-------- Data provided

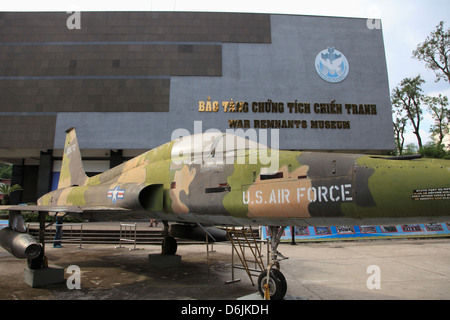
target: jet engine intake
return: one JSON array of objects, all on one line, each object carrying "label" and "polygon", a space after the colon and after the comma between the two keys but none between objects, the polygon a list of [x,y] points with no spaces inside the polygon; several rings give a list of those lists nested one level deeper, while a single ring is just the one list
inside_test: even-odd
[{"label": "jet engine intake", "polygon": [[130,210],[163,210],[163,184],[115,183],[73,187],[72,196],[85,199],[86,206],[119,207]]},{"label": "jet engine intake", "polygon": [[162,184],[151,184],[139,192],[139,203],[148,211],[163,210],[164,189]]}]

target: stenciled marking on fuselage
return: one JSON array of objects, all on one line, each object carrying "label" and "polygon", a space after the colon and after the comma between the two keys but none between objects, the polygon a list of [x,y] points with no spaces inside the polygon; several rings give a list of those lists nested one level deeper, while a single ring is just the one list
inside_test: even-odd
[{"label": "stenciled marking on fuselage", "polygon": [[65,153],[66,155],[70,155],[72,152],[76,150],[76,145],[67,146]]},{"label": "stenciled marking on fuselage", "polygon": [[276,188],[270,192],[256,190],[254,194],[250,191],[243,191],[242,202],[244,204],[292,204],[302,203],[303,201],[311,202],[349,202],[353,201],[351,197],[351,184],[341,184],[318,187],[294,189]]}]

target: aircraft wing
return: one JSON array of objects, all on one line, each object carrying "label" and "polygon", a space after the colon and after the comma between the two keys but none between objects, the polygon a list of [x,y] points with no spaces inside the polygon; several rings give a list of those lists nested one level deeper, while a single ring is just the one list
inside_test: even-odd
[{"label": "aircraft wing", "polygon": [[9,205],[0,206],[0,210],[8,211],[44,211],[83,213],[85,211],[129,211],[126,208],[108,206],[40,206],[40,205]]}]

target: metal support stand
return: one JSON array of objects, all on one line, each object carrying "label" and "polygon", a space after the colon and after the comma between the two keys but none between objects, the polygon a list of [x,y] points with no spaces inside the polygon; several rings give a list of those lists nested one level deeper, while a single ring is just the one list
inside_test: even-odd
[{"label": "metal support stand", "polygon": [[39,242],[42,246],[41,254],[35,259],[28,260],[24,268],[24,281],[32,288],[64,282],[64,268],[49,266],[45,256],[45,216],[46,212],[39,211]]},{"label": "metal support stand", "polygon": [[136,248],[136,238],[137,238],[136,223],[120,223],[119,246],[116,247],[116,249],[122,248],[122,242],[132,242],[133,248],[132,249],[130,248],[129,250],[130,251],[139,250]]},{"label": "metal support stand", "polygon": [[38,242],[42,249],[41,254],[34,259],[28,259],[28,267],[30,269],[42,269],[48,267],[47,257],[45,256],[45,216],[46,212],[39,211],[39,237]]}]

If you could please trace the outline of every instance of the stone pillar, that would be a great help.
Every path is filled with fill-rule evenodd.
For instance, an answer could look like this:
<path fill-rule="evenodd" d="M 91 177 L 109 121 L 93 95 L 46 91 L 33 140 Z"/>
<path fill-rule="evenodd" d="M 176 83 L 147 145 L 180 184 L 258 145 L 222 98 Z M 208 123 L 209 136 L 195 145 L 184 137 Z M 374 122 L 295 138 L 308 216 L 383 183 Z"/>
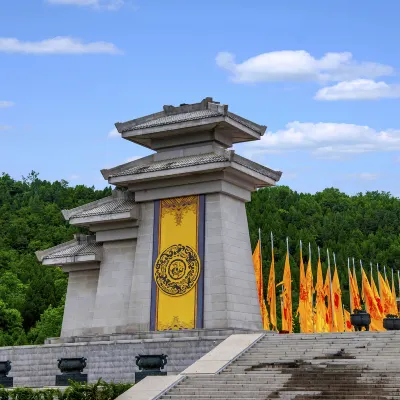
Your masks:
<path fill-rule="evenodd" d="M 136 240 L 103 243 L 93 331 L 113 333 L 127 324 Z"/>
<path fill-rule="evenodd" d="M 262 329 L 245 203 L 206 195 L 205 328 Z"/>
<path fill-rule="evenodd" d="M 96 264 L 93 267 L 95 269 L 80 269 L 69 272 L 61 330 L 62 337 L 84 334 L 92 326 L 99 279 L 99 267 Z"/>
<path fill-rule="evenodd" d="M 153 273 L 153 201 L 140 204 L 141 221 L 138 230 L 134 274 L 128 311 L 129 327 L 135 331 L 150 329 L 151 281 Z"/>

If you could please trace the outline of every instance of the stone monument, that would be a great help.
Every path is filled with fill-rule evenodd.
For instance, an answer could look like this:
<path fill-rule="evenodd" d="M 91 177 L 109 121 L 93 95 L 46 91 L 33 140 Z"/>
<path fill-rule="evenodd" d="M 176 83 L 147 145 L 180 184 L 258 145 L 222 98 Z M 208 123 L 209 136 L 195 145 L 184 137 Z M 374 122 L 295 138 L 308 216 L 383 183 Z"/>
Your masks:
<path fill-rule="evenodd" d="M 231 147 L 266 127 L 212 98 L 116 127 L 154 153 L 101 171 L 112 196 L 63 211 L 90 235 L 37 252 L 69 273 L 61 336 L 261 329 L 245 203 L 281 172 Z"/>

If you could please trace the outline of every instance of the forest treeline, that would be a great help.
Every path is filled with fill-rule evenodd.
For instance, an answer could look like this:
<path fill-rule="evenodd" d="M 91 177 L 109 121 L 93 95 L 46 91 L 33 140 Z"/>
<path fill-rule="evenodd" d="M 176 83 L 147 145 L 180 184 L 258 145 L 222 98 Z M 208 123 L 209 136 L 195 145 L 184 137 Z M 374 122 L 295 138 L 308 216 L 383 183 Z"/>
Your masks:
<path fill-rule="evenodd" d="M 0 176 L 0 346 L 43 343 L 60 334 L 67 275 L 43 267 L 35 251 L 72 239 L 62 209 L 108 196 L 68 182 L 48 182 L 32 172 L 17 181 Z"/>
<path fill-rule="evenodd" d="M 39 344 L 59 335 L 67 275 L 59 268 L 41 266 L 35 251 L 71 240 L 79 230 L 65 222 L 62 209 L 110 193 L 110 188 L 70 187 L 64 180 L 48 182 L 35 172 L 21 180 L 0 176 L 0 346 Z M 289 237 L 294 311 L 300 239 L 304 261 L 311 243 L 314 276 L 317 246 L 321 247 L 324 273 L 326 249 L 336 253 L 345 305 L 349 302 L 347 257 L 355 257 L 357 262 L 361 258 L 367 267 L 370 261 L 396 271 L 400 267 L 400 199 L 389 193 L 348 196 L 325 189 L 311 195 L 280 186 L 253 193 L 247 214 L 253 248 L 261 229 L 265 286 L 271 263 L 270 232 L 274 233 L 277 283 L 282 279 Z M 279 314 L 279 301 L 277 304 Z"/>

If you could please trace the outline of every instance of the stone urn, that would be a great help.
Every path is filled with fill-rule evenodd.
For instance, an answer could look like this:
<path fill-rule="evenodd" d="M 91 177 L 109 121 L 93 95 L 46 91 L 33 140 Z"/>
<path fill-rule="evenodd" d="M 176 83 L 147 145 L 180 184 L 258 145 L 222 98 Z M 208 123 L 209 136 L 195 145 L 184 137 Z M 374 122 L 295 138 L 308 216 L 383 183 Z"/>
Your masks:
<path fill-rule="evenodd" d="M 387 315 L 383 318 L 383 327 L 387 331 L 400 331 L 400 318 L 397 315 Z"/>
<path fill-rule="evenodd" d="M 62 375 L 56 375 L 56 386 L 68 386 L 69 381 L 87 382 L 87 374 L 82 374 L 86 367 L 86 358 L 59 358 L 58 369 Z"/>
<path fill-rule="evenodd" d="M 14 378 L 7 376 L 11 371 L 11 361 L 0 361 L 0 385 L 4 387 L 13 387 Z"/>
<path fill-rule="evenodd" d="M 139 367 L 140 372 L 135 373 L 135 383 L 140 382 L 149 375 L 167 375 L 166 371 L 161 371 L 167 365 L 167 357 L 165 354 L 139 354 L 136 356 L 136 365 Z"/>
<path fill-rule="evenodd" d="M 350 315 L 350 322 L 356 331 L 361 331 L 362 328 L 369 331 L 371 316 L 364 310 L 354 310 L 354 314 Z"/>
<path fill-rule="evenodd" d="M 11 371 L 11 361 L 0 361 L 0 376 L 7 376 Z"/>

----------------

Problem details: Your reply should hold every line of the material, unaltered, and not one picture.

Solution for this problem:
target: jet engine intake
return: one JSON array of objects, all on one line, each object carrying "label" and "polygon", a space after the colon and after the comma between the two keys but none between objects, the polygon a list of [x,y] points with no spaces inside the polygon; several rings give a list of those lists nested one level deeper, while a single ring is just the one list
inside_test: even-odd
[{"label": "jet engine intake", "polygon": [[130,210],[163,210],[163,184],[115,183],[73,187],[72,196],[85,199],[86,206],[119,207]]},{"label": "jet engine intake", "polygon": [[162,184],[151,184],[139,192],[139,203],[148,211],[163,210],[164,189]]}]

target: stenciled marking on fuselage
return: one JSON array of objects, all on one line, each object carrying "label" and "polygon", a space after the colon and after the comma between the two keys but none between objects, the polygon a list of [x,y] points with no spaces inside the polygon; several rings give a list of those lists nested one level deeper, while a single ring is just the one list
inside_test: even-odd
[{"label": "stenciled marking on fuselage", "polygon": [[65,153],[66,155],[70,155],[72,152],[76,150],[76,145],[67,146]]},{"label": "stenciled marking on fuselage", "polygon": [[276,188],[270,192],[256,190],[254,194],[250,191],[243,191],[242,202],[244,204],[292,204],[302,203],[303,201],[311,202],[349,202],[353,201],[351,197],[351,184],[341,184],[318,187],[294,189]]}]

target: aircraft wing
return: one JSON array of objects, all on one line, each object carrying "label" and "polygon", a space after the colon and after the comma between the two keys but none between objects, the polygon a list of [x,y] points with no spaces inside the polygon; several rings give a list of those lists nested one level deeper, while a single ring is just the one list
inside_test: even-odd
[{"label": "aircraft wing", "polygon": [[9,205],[0,206],[0,210],[8,211],[44,211],[83,213],[85,211],[129,211],[126,208],[108,206],[40,206],[40,205]]}]

target: metal support stand
return: one JSON array of objects, all on one line, each object carrying "label" and "polygon", a space after the colon and after the comma between the two keys but none between objects, the polygon a list of [x,y] points with no spaces inside the polygon; several rings give a list of those lists nested one level deeper, while a single ring is just the one list
inside_test: even-odd
[{"label": "metal support stand", "polygon": [[39,242],[42,246],[41,254],[35,259],[28,260],[24,268],[24,281],[32,288],[64,282],[64,268],[49,266],[45,256],[45,216],[46,212],[39,211]]},{"label": "metal support stand", "polygon": [[136,248],[136,238],[137,238],[136,223],[120,223],[119,246],[116,247],[116,249],[122,248],[122,242],[132,242],[133,248],[132,249],[130,248],[129,250],[130,251],[139,250]]},{"label": "metal support stand", "polygon": [[38,242],[42,249],[41,254],[34,259],[28,259],[28,267],[30,269],[42,269],[48,267],[47,257],[45,256],[45,216],[46,212],[39,211],[39,237]]}]

If you could please trace the outline of every instance of the stone pillar, that would be a great help.
Every path is filled with fill-rule evenodd.
For instance, an answer could look like this:
<path fill-rule="evenodd" d="M 91 177 L 109 121 L 93 95 L 46 91 L 33 140 Z"/>
<path fill-rule="evenodd" d="M 176 83 L 147 145 L 180 184 L 258 145 L 222 98 Z M 208 123 L 209 136 L 195 145 L 184 137 Z M 374 122 L 295 138 L 308 216 L 383 183 Z"/>
Your masks:
<path fill-rule="evenodd" d="M 136 240 L 103 243 L 93 331 L 113 333 L 127 324 Z"/>
<path fill-rule="evenodd" d="M 262 329 L 245 203 L 206 195 L 205 328 Z"/>
<path fill-rule="evenodd" d="M 96 264 L 93 267 L 95 269 L 80 269 L 69 272 L 61 330 L 62 337 L 84 334 L 92 326 L 99 279 L 99 267 Z"/>
<path fill-rule="evenodd" d="M 153 273 L 153 201 L 140 204 L 141 221 L 138 230 L 134 274 L 128 311 L 129 327 L 135 331 L 150 329 L 151 281 Z"/>

If you could please trace the outline of every instance of the stone monument, that would be a great help.
Every path is filled with fill-rule evenodd.
For instance, an answer could look like this:
<path fill-rule="evenodd" d="M 91 177 L 109 121 L 93 95 L 46 91 L 33 140 Z"/>
<path fill-rule="evenodd" d="M 176 83 L 147 145 L 180 184 L 258 145 L 222 98 Z M 208 123 L 209 136 L 195 145 L 184 137 Z M 374 122 L 295 138 L 308 216 L 383 183 Z"/>
Your masks:
<path fill-rule="evenodd" d="M 231 147 L 266 127 L 212 98 L 116 127 L 154 153 L 101 171 L 112 196 L 63 211 L 90 235 L 37 252 L 69 273 L 61 336 L 261 329 L 245 203 L 281 172 Z"/>

If you could please trace the outline of every instance of the forest treeline, that would be a great help.
Every path is filled with fill-rule evenodd.
For instance, an answer could look like this:
<path fill-rule="evenodd" d="M 91 177 L 109 121 L 93 95 L 46 91 L 33 140 Z"/>
<path fill-rule="evenodd" d="M 176 83 L 147 145 L 180 184 L 258 145 L 222 98 Z M 208 123 L 209 136 L 195 145 L 184 137 Z M 374 122 L 295 138 L 308 216 L 383 183 Z"/>
Your masks:
<path fill-rule="evenodd" d="M 0 176 L 0 346 L 43 343 L 60 334 L 67 275 L 43 267 L 35 251 L 72 239 L 62 209 L 108 196 L 68 182 L 48 182 L 32 172 L 17 181 Z"/>
<path fill-rule="evenodd" d="M 39 344 L 59 335 L 67 275 L 59 268 L 41 266 L 35 251 L 71 240 L 79 230 L 65 222 L 62 209 L 110 193 L 110 188 L 70 187 L 64 180 L 48 182 L 35 172 L 21 180 L 0 176 L 0 346 Z M 289 237 L 294 311 L 300 239 L 304 261 L 311 243 L 314 276 L 317 246 L 321 247 L 324 273 L 326 249 L 336 253 L 345 305 L 349 302 L 347 257 L 355 257 L 357 262 L 361 258 L 367 267 L 370 261 L 396 271 L 400 267 L 400 199 L 389 193 L 348 196 L 325 189 L 311 195 L 280 186 L 253 193 L 247 214 L 253 248 L 261 229 L 265 286 L 271 263 L 270 232 L 274 233 L 277 283 L 282 279 Z M 279 314 L 279 301 L 277 304 Z"/>

If you could please trace the outline of every instance of the stone urn, that would be a great help.
Every path is filled with fill-rule evenodd.
For instance, an answer could look like this:
<path fill-rule="evenodd" d="M 91 177 L 109 121 L 93 95 L 46 91 L 33 140 Z"/>
<path fill-rule="evenodd" d="M 176 83 L 147 145 L 180 184 L 258 145 L 222 98 Z M 208 123 L 209 136 L 195 145 L 184 137 Z M 374 122 L 295 138 L 308 216 L 383 183 Z"/>
Your masks:
<path fill-rule="evenodd" d="M 387 315 L 383 318 L 383 327 L 387 331 L 400 331 L 400 318 L 397 315 Z"/>
<path fill-rule="evenodd" d="M 62 375 L 56 375 L 56 386 L 68 386 L 69 381 L 87 382 L 87 374 L 82 374 L 86 367 L 86 358 L 59 358 L 58 369 Z"/>
<path fill-rule="evenodd" d="M 14 378 L 7 376 L 11 371 L 11 361 L 0 361 L 0 385 L 4 387 L 13 387 Z"/>
<path fill-rule="evenodd" d="M 139 367 L 140 372 L 135 373 L 135 383 L 140 382 L 149 375 L 167 375 L 166 371 L 161 371 L 167 365 L 167 357 L 165 354 L 139 354 L 136 356 L 136 365 Z"/>
<path fill-rule="evenodd" d="M 350 315 L 350 322 L 356 331 L 361 331 L 362 328 L 369 331 L 371 316 L 364 310 L 354 310 L 354 314 Z"/>
<path fill-rule="evenodd" d="M 11 371 L 11 361 L 0 361 L 0 376 L 7 376 Z"/>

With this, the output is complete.